- _LISTED RECORDS_:

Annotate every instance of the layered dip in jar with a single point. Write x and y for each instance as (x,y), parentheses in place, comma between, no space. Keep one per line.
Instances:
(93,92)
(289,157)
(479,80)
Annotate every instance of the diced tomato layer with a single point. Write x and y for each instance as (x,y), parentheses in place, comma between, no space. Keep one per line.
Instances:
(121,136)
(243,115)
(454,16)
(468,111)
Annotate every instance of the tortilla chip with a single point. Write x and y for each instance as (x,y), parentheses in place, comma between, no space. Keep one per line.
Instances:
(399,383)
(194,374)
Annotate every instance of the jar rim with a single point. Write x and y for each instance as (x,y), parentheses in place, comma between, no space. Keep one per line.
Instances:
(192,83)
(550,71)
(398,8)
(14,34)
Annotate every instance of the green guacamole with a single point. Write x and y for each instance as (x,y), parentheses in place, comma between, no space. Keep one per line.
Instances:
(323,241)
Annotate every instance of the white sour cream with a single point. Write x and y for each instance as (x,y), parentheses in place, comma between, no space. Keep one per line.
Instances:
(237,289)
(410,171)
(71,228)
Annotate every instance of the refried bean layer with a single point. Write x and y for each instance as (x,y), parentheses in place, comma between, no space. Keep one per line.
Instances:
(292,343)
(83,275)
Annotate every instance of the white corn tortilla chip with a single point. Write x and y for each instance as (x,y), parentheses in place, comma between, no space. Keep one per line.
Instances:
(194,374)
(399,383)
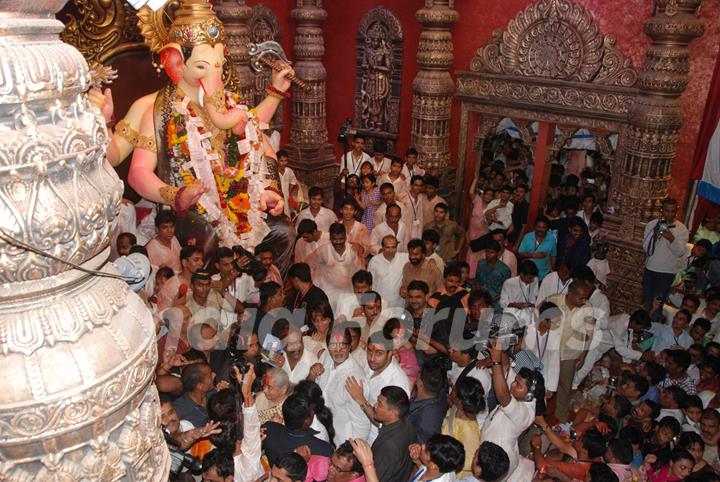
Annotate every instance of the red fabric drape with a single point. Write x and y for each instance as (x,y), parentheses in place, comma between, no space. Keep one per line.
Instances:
(707,129)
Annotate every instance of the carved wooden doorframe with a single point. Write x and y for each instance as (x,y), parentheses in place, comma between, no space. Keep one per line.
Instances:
(486,98)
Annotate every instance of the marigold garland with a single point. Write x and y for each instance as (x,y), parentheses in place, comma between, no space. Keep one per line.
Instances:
(228,170)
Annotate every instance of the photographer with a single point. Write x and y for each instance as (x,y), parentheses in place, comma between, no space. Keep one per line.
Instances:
(664,241)
(520,399)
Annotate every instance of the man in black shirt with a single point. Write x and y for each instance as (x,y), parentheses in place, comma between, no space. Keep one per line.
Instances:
(519,216)
(390,449)
(197,380)
(429,405)
(283,439)
(304,295)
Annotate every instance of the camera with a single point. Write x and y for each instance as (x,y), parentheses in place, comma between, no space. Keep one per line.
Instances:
(255,268)
(600,249)
(179,459)
(612,384)
(509,336)
(346,130)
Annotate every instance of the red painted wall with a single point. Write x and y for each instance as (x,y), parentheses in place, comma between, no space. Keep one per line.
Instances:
(478,18)
(477,21)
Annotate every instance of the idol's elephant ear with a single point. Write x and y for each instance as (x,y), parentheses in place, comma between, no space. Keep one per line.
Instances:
(212,97)
(173,61)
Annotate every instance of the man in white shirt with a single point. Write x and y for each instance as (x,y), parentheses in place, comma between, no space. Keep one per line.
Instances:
(322,216)
(388,198)
(358,236)
(386,269)
(411,167)
(397,179)
(432,184)
(350,163)
(618,335)
(674,335)
(380,163)
(415,203)
(331,374)
(542,339)
(164,249)
(601,312)
(519,294)
(333,264)
(296,359)
(349,305)
(576,329)
(664,241)
(392,226)
(289,184)
(499,211)
(556,282)
(309,239)
(382,370)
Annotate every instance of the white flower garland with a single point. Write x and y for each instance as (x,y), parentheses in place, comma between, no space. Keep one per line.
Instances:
(201,157)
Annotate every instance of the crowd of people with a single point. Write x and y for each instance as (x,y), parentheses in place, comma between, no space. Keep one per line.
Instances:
(400,344)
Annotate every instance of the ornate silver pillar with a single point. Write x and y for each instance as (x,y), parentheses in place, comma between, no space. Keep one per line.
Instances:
(311,156)
(77,351)
(235,15)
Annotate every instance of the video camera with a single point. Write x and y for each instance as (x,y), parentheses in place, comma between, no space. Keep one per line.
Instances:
(346,130)
(254,269)
(504,327)
(179,459)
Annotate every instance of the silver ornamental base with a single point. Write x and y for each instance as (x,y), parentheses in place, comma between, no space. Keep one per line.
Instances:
(77,352)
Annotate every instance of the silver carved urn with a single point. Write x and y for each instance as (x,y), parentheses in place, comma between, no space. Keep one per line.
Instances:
(77,351)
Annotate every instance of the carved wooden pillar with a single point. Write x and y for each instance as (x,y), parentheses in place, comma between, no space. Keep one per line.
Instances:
(310,154)
(656,116)
(433,87)
(235,15)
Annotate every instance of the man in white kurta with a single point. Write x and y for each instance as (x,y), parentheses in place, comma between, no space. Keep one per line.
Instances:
(415,204)
(542,339)
(392,226)
(389,197)
(400,183)
(337,366)
(295,353)
(358,236)
(499,211)
(381,370)
(309,239)
(351,162)
(555,283)
(322,216)
(164,249)
(333,265)
(519,294)
(386,269)
(289,184)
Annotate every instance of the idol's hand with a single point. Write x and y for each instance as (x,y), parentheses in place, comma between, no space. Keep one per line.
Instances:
(280,79)
(272,201)
(102,100)
(190,195)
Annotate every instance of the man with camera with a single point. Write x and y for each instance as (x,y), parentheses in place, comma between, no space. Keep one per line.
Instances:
(664,241)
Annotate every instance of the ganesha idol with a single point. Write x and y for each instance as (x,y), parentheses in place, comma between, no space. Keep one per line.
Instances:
(197,147)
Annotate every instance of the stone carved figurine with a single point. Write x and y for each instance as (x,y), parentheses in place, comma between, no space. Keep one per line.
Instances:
(199,148)
(375,87)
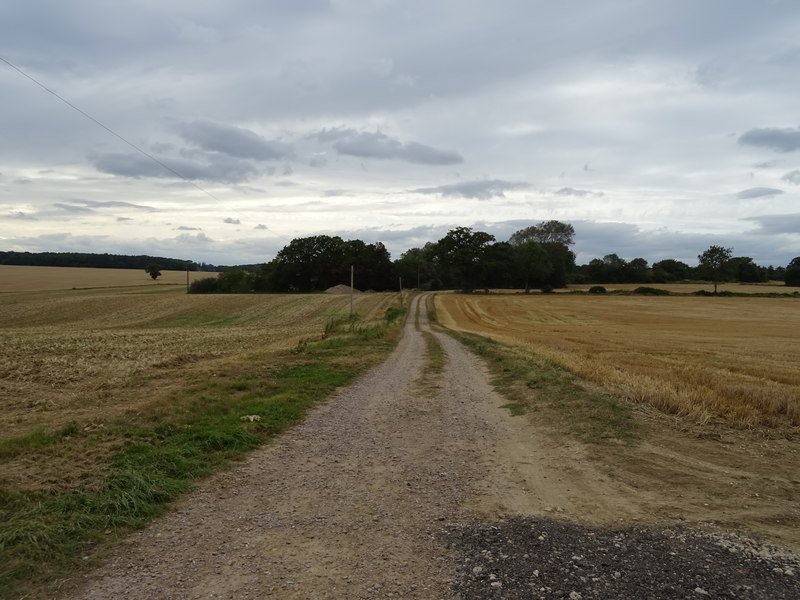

- _CHALLENGE_:
Rewrite all the rows above with "single point" replaced by "single dot" everywhere it appears, keeping everything else the same. Leave the pictures out.

- _EXERCISE RESPONSE_:
Annotate every instance of the layered dip in jar with a single dot. Write x and y for each instance as (x,y), parentheses in place, comma between, no space. Keep one per line.
Instances:
(93,92)
(289,157)
(479,80)
Annotate every instance of the diced tomato layer with a single dot. Write x and y for each instance as (x,y), parentheses in place, comma between, no space. Keep one per line.
Instances:
(121,136)
(243,115)
(454,16)
(468,111)
Annotate every instance of the tortilla chip with a single dot. Write x and y for each instance as (x,y), parentheses in place, comma between, no space. Keep one per line.
Instances:
(399,383)
(194,374)
Annotate every instance of the jar rim with a single dot. Write x and y for each instance as (x,y), parentheses in place, comma between, no space. Keep one per line.
Instances:
(192,83)
(550,71)
(398,8)
(14,34)
Annotate every instance of the green guacamole with a single dot. Write x and y for each instance as (x,y), parentheses in place, comma between, no space. Keep one per line.
Instances:
(323,241)
Annotate every instance of the white sour cream with a single dot. Write x and y for each instance as (x,y), parentheses in place, comma between, no space. Keep one per line.
Instances:
(237,289)
(410,171)
(71,228)
Annotate every instance of the refried bean layer with a single dot. Write x and y for each instance as (x,y), parentheses in place, comma between, no space. Keep one per line.
Instances:
(292,343)
(83,275)
Annotate every instance of the white corn tortilla chip with a single dot. Write x and y for each instance as (x,y), parentheses in place, comma between, no space. Keep one per line.
Instances:
(194,374)
(399,383)
Annotate every instance of the red fabric drape with a single dot. Write x and y for each instance as (x,y), parentheses in place, comma between, no space. Keep one per line.
Instances:
(707,129)
Annotate every instance of the carved wooden doorframe with a single dot. Write x and y for each instance as (x,y), parentheses in place, comma between, no space. Keep one per line.
Instances:
(486,98)
Annotate every instance of the marigold garland with a single dot. Write x and y for each instance as (x,y), parentheses in place, comma between, no space. Keep one per line.
Instances:
(228,170)
Annotate every instance of the photographer with a single dot. Write x and y for each instance as (x,y), parentheses in place, comma between, no space. Keep one per line.
Instances:
(664,241)
(520,399)
Annotate every instance of the man in black shirt with a single dot. Write x and y for each instance as (x,y), parentheses in place, comma between, no space. Keep one per line.
Instances:
(519,216)
(390,449)
(197,380)
(429,405)
(283,439)
(304,295)
Annotate every instance of the camera with a single dot. Write x and y for each instance as (x,y), parentheses in place, comma between, no space. Keep one per line.
Instances:
(255,268)
(600,249)
(179,459)
(612,384)
(509,336)
(346,130)
Annotate every instance of the red painted wall with a single dot. Write x and y for each instance as (x,y), parentheses in place, comma between, no space. Keep one per line.
Instances:
(478,18)
(477,21)
Annotate every instance of the idol's elephant ear with a single dot. Write x and y for each instance as (x,y), parentheses in place, comma between, no space. Keep one per line.
Instances:
(212,97)
(173,61)
Annotate every instance of the man in white shirt with a single dot. Write x and y for each instance as (x,y), parentheses in place, comma between, no space. Keep one per line.
Instances:
(322,216)
(388,198)
(358,236)
(386,269)
(411,167)
(397,179)
(432,184)
(350,163)
(618,335)
(674,335)
(380,163)
(415,203)
(331,374)
(542,339)
(164,249)
(601,312)
(519,294)
(333,264)
(296,359)
(349,305)
(576,329)
(664,241)
(392,226)
(289,184)
(499,211)
(556,282)
(309,239)
(382,370)
Annotate every instance of the white flower garland with a single dot. Write x and y for each instance as (x,y), parentheses in place, comma between, no space. Keep one per line.
Instances:
(201,157)
Annotate every instance of the crowd of people with a single dot. Write x and y for each instance as (x,y), parentheses in place, comma between, no space. Keep one per line.
Instances:
(400,344)
Annotate every instance of the ornate silver pillar with a single dot. Write x and y for each instance as (x,y), parentheses in place, comma between, no space. Keep one per line.
Instances:
(311,156)
(77,351)
(235,15)
Annotate every instance of the video camera with a single dot. Write x and y for each instance as (x,y), parentheses in place, comma between, no space. Keep one per line.
Instances:
(346,130)
(254,269)
(504,327)
(179,459)
Annotate every instance of the silver ornamental base with a single dot. Write x and y for each instance as (x,y), parentheses in place, comma between, no space. Keep one per line.
Instances:
(77,352)
Annotate every instance of the silver carved urn with a single dot. Write x and y for each instance as (x,y), parentheses in place, comma between, no space. Keep one per line.
Instances:
(77,351)
Annotate every instance of the carved wooden pillar with a single dot. Write x and y for each instance as (x,y), parentheses in place, comma between, no space. Keep one per line.
Instances:
(310,154)
(656,116)
(433,87)
(235,15)
Annotate every instance of the man in white kurta with a single dot. Write x and y for each instance as (x,y), parentheses in place, comma between, no space. Keep one per line.
Instances:
(415,204)
(542,339)
(392,226)
(389,197)
(400,183)
(337,366)
(295,353)
(358,236)
(499,211)
(381,370)
(309,239)
(351,162)
(555,283)
(322,216)
(164,249)
(333,265)
(519,294)
(386,269)
(289,184)
Annotate every instance of the idol's hand with a single dot. Write x and y for each instance as (x,y), parentheses in place, comma between, no space. Keep one per line.
Instances:
(280,79)
(272,201)
(102,100)
(190,195)
Annotate every instance of the man with camera with a single dot. Write x and y for each instance as (x,y), parentheses in place, comma between, no space. Keep one per line.
Instances:
(664,241)
Annotate every instance of the ganesha idol with a single dot. Write x and y for each instance as (x,y), parentheses in place, comma between, no space. Keep one per line.
Instances:
(197,147)
Annotate every instance of the stone carved figurine with a single dot. Write x and y for each instance as (x,y), parentheses in place, comma between, no space. Keep one per line.
Instances:
(199,148)
(375,87)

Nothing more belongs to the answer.